Excerpted text:
********

The Mississippi Supreme Court decided to halt a legal challenge against a medical marijuana initiative already on the ballot. The court will not consider the challenge until after the elections, only a few days away, are over.
According to an order filed on Wednesday by Chief Justice Mike Randolph, the Secretary of State Michael Watson has up to November 6 to react to the challenge filed on Tuesday by Mary Hawkins Butler, Madison mayor.
However, Watson’s deadline is not due until three days after the elections.
Butler believes that the initiative does not comply with the state constitution regarding the number of signatures required from Mississippi’s congressional districts. The former secretary of state, Delbert Hosemann, commented that the initiative had qualified for the ballot months ago.
Mississippians for Compassionate Care who back the initiative dismissed Butler’s arguments as groundless and an attempt at undermining the initiative. They went on to say their petition process complied with the prerequisites of the constitution.
In Mississippi, an initiative process demands that petitioners collect registered voter signatures while maintaining no more than one-fifth of signatures per congressional district.
Butler’s point of contention comes from the argument that there has to be an excess in signatures for the initiative from at least one of the state’s four congressional districts.

********

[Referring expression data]
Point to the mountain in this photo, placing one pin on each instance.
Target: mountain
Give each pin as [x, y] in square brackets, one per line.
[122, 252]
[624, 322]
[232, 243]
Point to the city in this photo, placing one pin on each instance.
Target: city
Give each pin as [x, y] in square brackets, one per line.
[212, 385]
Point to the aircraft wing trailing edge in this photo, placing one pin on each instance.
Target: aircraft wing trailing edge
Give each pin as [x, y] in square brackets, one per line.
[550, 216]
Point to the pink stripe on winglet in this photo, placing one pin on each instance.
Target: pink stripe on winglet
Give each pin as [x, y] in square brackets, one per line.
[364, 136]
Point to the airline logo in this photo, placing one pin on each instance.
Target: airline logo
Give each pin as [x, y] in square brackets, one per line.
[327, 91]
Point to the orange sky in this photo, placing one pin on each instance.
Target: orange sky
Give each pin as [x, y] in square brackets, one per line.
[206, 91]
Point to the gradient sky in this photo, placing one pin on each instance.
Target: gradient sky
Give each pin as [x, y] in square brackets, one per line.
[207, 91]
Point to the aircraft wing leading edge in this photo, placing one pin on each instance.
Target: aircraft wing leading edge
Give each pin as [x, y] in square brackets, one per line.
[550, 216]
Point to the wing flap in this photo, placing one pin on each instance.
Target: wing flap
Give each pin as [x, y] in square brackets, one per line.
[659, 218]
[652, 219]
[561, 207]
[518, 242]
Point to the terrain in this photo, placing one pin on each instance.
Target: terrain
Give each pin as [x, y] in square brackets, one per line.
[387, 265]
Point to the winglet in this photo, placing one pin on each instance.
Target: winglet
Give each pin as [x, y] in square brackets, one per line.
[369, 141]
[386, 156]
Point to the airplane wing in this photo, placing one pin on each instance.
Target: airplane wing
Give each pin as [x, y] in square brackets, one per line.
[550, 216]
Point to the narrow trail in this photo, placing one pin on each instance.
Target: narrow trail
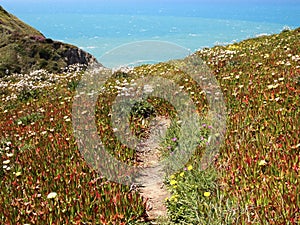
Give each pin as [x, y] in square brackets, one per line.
[150, 182]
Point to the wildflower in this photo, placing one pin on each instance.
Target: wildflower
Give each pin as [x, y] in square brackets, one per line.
[18, 174]
[262, 163]
[9, 154]
[190, 167]
[173, 182]
[206, 194]
[174, 198]
[6, 162]
[51, 195]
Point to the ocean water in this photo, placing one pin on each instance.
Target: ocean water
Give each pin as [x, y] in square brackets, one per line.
[100, 26]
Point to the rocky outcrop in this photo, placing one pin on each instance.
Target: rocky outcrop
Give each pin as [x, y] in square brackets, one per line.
[23, 49]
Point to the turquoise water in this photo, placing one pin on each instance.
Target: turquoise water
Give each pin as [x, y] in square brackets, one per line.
[101, 26]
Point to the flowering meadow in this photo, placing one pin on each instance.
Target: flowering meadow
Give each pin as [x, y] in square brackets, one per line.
[253, 180]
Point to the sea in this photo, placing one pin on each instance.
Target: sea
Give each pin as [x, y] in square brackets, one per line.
[100, 27]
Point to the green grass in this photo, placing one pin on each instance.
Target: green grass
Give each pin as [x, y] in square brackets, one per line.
[253, 180]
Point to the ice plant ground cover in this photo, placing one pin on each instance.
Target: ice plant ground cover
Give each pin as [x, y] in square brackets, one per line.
[254, 178]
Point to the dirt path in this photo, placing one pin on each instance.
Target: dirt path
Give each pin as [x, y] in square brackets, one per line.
[151, 180]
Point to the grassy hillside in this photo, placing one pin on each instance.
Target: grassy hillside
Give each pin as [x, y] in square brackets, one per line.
[254, 179]
[24, 49]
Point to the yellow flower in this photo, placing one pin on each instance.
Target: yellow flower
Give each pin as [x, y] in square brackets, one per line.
[206, 194]
[173, 182]
[190, 167]
[262, 163]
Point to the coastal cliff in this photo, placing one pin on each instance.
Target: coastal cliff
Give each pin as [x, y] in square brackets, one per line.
[24, 49]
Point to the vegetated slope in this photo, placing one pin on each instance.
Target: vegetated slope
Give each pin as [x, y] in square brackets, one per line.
[23, 49]
[258, 164]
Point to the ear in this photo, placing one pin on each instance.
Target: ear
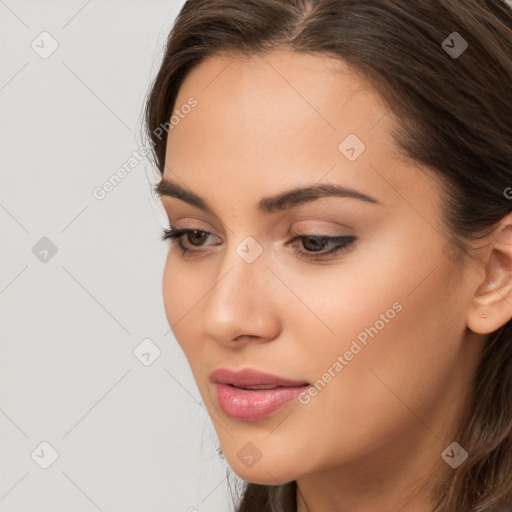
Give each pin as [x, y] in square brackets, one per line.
[491, 306]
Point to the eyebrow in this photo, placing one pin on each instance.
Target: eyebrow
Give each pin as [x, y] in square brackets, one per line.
[283, 201]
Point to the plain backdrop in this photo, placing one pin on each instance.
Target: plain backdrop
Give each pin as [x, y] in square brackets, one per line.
[98, 406]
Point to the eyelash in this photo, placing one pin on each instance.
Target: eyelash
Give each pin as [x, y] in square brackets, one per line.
[344, 244]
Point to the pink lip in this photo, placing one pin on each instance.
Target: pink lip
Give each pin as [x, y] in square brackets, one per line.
[251, 377]
[251, 405]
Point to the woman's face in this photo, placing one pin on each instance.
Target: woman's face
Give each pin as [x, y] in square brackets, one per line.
[377, 329]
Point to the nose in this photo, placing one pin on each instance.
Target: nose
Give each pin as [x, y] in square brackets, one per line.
[242, 303]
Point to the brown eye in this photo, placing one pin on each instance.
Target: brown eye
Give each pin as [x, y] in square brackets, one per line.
[199, 236]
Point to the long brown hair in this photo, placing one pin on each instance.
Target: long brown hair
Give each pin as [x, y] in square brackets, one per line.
[455, 116]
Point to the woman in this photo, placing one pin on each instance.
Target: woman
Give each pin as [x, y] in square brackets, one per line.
[337, 176]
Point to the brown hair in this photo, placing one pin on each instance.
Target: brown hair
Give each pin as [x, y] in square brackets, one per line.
[455, 116]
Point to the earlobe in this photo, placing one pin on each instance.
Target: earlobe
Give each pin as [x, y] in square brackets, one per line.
[491, 306]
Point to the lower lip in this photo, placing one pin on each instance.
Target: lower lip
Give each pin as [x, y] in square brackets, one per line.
[251, 405]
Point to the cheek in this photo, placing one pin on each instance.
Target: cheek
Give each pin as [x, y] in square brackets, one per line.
[180, 293]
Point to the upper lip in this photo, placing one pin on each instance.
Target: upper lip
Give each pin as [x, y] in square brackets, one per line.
[251, 377]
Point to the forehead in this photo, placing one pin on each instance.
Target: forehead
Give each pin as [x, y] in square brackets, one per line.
[283, 119]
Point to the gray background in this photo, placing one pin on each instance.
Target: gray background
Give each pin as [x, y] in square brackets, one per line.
[129, 436]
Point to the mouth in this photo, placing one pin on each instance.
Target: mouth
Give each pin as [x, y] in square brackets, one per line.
[250, 379]
[251, 395]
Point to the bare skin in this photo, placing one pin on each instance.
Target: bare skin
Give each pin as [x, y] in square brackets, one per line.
[372, 437]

********

Exercise instructions: In the article on the medical marijuana ballot challenge, can you give everything from "Mississippians for Compassionate" down to "per congressional district." again, changing "petitioners" to "initiative sponsors"?

Response to the exercise:
Mississippians for Compassionate Care who back the initiative dismissed Butler’s arguments as groundless and an attempt at undermining the initiative. They went on to say their petition process complied with the prerequisites of the constitution.
In Mississippi, an initiative process demands that initiative sponsors collect registered voter signatures while maintaining no more than one-fifth of signatures per congressional district.